** Begin Records for this task **

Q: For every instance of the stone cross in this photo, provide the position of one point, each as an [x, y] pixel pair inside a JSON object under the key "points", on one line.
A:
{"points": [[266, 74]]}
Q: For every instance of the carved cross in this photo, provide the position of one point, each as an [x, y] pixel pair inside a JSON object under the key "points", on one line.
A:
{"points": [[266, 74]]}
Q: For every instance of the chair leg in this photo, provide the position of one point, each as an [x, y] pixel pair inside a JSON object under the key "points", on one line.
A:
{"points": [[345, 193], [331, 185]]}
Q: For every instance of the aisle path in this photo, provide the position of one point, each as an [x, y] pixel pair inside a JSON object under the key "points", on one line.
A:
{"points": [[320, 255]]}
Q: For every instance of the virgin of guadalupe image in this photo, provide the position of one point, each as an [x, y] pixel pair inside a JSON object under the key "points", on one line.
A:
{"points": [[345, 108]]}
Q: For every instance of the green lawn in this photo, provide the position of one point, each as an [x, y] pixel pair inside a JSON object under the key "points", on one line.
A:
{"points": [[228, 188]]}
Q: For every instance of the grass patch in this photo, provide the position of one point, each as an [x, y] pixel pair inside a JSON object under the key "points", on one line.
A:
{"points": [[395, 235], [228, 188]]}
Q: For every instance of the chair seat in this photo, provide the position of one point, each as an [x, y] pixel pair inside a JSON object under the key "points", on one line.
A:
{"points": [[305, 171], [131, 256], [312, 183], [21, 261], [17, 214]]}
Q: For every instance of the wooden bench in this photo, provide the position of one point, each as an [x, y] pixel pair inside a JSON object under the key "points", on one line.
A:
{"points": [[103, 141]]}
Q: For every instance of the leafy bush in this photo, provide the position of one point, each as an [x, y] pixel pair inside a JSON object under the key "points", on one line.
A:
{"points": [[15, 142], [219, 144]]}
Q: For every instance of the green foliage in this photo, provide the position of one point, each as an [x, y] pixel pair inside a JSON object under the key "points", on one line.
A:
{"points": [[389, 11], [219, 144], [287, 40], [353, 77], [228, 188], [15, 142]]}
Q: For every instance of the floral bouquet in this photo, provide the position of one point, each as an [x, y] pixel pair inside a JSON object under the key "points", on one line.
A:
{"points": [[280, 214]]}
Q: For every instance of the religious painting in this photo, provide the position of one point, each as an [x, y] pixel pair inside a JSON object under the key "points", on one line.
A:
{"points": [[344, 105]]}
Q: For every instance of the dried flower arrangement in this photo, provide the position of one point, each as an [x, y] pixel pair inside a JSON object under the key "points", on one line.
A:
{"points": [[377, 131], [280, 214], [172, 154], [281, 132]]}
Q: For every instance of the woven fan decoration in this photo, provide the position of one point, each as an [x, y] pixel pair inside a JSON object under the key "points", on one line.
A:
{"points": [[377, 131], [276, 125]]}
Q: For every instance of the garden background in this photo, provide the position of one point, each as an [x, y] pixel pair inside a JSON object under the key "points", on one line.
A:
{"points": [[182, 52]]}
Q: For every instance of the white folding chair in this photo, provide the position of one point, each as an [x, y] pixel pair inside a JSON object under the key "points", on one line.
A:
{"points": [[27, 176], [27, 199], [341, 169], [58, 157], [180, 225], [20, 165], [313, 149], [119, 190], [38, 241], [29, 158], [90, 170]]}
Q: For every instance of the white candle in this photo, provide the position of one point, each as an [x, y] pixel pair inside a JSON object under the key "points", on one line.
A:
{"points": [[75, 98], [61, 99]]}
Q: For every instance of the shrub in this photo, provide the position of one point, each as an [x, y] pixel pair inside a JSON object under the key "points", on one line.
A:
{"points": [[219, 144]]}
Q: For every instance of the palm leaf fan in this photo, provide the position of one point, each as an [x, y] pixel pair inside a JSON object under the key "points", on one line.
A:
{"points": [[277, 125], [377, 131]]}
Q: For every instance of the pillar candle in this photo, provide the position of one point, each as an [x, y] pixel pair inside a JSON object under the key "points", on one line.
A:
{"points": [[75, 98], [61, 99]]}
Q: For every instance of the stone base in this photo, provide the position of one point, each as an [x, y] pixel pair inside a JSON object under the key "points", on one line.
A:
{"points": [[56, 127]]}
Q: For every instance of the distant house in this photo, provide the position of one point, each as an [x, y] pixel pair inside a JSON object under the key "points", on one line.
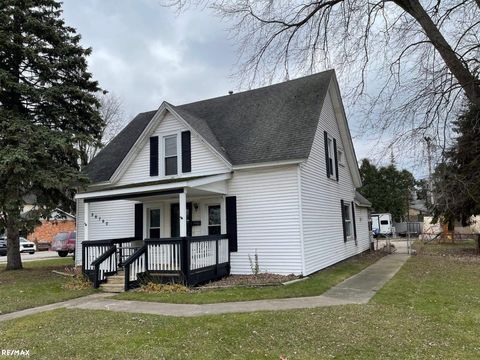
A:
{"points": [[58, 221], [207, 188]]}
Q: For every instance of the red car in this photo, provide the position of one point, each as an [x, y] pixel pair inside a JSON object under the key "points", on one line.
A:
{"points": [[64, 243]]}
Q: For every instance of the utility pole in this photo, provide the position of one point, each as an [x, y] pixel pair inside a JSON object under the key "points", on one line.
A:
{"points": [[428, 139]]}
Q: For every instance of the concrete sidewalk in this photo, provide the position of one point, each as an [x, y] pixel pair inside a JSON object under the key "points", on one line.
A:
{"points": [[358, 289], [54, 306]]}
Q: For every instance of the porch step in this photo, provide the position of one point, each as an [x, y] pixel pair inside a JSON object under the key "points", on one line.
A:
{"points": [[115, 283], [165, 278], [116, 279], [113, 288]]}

** End Records for this task **
** Begin Records for this task **

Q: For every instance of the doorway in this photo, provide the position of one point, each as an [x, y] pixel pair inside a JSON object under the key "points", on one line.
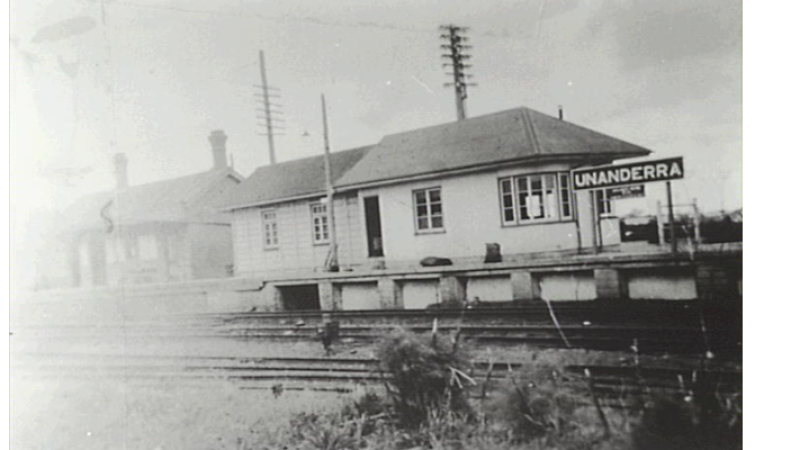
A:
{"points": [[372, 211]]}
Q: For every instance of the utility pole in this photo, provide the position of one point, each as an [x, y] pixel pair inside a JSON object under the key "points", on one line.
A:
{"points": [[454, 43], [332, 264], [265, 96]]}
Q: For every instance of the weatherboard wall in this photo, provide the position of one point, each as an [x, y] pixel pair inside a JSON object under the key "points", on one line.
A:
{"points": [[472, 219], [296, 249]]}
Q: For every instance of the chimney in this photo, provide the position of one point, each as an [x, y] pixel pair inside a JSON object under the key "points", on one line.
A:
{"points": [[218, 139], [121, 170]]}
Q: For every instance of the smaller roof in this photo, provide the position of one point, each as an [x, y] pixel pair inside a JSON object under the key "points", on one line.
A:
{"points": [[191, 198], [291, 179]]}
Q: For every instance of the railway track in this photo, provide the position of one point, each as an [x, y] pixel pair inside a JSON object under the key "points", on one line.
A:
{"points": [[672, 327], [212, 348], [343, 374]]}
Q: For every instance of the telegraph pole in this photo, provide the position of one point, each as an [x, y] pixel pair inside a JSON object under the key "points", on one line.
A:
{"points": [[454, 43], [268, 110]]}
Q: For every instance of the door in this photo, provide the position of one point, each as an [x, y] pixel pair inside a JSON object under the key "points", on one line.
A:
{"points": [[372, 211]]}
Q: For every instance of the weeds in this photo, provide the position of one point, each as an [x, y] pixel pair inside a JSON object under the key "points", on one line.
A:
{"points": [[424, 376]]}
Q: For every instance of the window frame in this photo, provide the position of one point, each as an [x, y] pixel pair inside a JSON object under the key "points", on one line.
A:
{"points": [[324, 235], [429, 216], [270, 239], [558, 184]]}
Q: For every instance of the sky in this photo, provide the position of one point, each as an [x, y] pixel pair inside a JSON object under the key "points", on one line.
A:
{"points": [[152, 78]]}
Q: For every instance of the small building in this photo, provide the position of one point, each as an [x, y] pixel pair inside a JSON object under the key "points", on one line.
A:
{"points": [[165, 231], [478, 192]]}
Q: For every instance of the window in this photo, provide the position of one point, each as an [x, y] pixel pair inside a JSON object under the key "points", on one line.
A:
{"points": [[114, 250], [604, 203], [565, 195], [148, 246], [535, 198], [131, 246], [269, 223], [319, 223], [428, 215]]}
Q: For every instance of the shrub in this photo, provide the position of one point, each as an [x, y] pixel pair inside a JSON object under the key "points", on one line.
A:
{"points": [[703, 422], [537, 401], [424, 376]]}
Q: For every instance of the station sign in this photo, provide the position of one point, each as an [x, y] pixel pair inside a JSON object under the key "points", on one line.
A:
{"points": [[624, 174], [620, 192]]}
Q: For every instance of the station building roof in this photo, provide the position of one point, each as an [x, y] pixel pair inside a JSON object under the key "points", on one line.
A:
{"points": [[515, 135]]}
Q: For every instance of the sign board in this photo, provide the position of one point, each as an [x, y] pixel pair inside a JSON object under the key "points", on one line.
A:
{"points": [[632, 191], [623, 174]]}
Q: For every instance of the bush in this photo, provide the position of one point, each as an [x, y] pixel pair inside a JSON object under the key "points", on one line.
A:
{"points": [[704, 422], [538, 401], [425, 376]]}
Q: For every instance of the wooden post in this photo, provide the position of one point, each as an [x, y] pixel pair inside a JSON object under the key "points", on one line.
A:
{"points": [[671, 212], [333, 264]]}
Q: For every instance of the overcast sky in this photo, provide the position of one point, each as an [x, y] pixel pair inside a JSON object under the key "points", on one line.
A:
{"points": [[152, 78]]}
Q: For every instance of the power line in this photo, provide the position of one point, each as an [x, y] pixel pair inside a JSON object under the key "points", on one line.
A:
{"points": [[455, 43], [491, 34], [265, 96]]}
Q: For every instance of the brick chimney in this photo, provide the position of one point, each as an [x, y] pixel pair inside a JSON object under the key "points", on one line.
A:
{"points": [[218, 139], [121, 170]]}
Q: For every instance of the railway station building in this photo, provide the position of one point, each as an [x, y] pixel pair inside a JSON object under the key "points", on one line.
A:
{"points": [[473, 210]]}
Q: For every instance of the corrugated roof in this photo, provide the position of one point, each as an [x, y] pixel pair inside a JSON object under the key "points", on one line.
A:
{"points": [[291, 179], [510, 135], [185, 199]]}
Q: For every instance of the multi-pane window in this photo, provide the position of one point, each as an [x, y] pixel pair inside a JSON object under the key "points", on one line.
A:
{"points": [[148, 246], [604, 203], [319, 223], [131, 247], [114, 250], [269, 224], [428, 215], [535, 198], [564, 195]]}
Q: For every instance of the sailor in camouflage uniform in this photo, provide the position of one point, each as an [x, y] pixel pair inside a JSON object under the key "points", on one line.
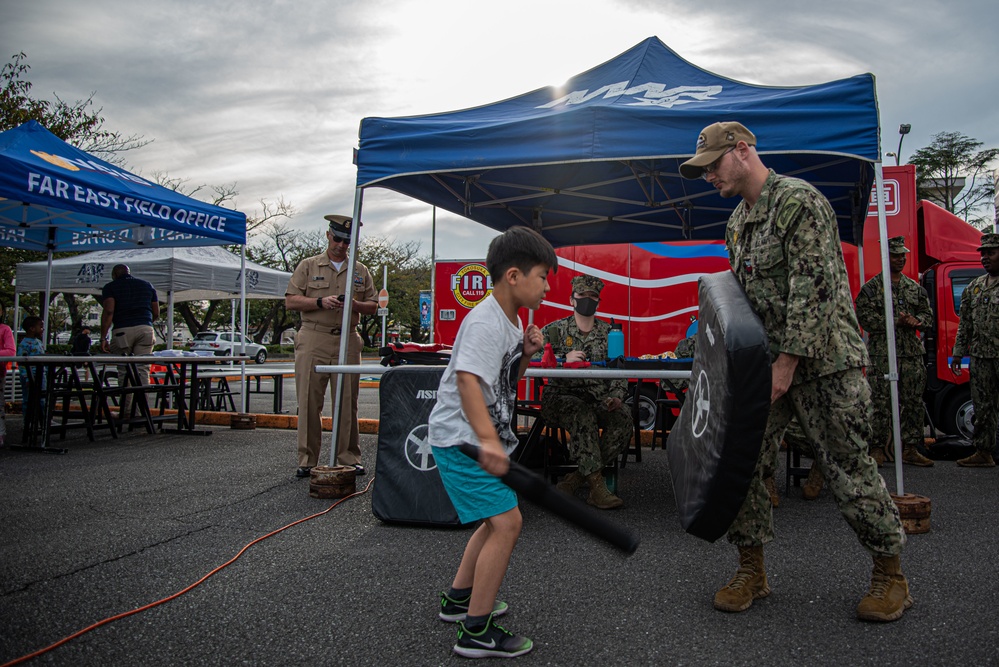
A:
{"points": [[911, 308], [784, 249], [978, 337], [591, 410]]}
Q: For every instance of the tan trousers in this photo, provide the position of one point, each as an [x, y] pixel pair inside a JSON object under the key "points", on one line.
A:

** End Records for this task **
** Begin Records for this task **

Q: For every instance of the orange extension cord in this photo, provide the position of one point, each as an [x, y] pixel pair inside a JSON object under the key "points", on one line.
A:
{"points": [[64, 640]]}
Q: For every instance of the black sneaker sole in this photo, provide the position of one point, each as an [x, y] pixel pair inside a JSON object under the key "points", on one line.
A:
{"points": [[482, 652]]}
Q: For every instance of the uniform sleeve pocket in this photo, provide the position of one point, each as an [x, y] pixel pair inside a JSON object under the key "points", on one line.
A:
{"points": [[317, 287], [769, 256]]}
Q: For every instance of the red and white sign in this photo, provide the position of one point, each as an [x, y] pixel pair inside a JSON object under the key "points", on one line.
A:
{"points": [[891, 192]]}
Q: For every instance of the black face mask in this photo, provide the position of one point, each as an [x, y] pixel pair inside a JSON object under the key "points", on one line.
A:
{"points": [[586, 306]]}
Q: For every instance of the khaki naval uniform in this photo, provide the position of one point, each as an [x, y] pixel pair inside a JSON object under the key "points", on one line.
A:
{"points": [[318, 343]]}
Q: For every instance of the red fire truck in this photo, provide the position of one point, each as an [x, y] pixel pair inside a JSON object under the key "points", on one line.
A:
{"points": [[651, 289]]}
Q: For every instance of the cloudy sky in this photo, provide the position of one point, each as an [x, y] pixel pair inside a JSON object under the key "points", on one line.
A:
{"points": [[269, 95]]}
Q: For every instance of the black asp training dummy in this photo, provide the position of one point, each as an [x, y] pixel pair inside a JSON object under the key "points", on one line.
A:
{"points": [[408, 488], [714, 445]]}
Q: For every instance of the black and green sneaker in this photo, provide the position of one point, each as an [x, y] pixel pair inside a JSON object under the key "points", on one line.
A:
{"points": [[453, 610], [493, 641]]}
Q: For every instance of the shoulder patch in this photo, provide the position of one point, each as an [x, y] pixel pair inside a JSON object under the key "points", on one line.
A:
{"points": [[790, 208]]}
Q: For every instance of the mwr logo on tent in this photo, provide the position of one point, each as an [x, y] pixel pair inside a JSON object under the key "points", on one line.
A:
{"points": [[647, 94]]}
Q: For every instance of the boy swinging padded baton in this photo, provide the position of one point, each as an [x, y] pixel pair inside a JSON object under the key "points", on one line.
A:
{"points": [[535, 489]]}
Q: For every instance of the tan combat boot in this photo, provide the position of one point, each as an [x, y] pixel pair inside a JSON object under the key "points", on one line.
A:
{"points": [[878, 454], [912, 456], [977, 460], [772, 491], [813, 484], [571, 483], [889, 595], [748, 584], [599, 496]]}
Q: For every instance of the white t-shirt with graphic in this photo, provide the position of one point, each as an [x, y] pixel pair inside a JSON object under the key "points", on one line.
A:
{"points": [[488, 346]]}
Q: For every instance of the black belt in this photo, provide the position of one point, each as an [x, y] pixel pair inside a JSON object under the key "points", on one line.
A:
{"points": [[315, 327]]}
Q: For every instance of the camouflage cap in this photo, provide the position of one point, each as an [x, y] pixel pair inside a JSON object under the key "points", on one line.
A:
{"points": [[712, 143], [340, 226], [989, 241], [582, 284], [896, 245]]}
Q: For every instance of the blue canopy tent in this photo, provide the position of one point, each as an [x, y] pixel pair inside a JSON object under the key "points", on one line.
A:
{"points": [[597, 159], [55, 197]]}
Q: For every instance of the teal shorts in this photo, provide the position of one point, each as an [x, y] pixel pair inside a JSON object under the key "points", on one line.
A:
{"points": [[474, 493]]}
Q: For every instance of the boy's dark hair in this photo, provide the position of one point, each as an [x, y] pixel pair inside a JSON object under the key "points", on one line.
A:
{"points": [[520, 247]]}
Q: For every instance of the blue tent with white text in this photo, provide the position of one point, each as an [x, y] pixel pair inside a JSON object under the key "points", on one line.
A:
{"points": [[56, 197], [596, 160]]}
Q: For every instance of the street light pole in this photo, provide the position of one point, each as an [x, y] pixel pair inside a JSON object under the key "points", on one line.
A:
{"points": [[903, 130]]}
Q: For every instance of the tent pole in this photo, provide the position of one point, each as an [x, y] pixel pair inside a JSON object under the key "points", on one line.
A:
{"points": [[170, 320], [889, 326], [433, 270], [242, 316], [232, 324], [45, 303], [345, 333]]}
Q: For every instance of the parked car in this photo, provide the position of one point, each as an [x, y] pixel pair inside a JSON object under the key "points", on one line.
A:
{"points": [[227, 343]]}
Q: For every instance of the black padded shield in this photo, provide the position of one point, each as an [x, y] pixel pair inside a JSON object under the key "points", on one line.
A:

** End Records for this task **

▶ **What to do**: Pull out every line above that contains the word "bush" and copy each of those lines in full.

▶ **Solution for this problem**:
Q: For every instance of the leafy bush in this photo, provide the position of one point, each as an [x, y] pixel pair inside a JSON object under the key "points", on one line.
Q: For every instance of the bush in this photo, provide the position of one point, each as an [x, y] pixel pair inside a JSON object under the key "points", on one line.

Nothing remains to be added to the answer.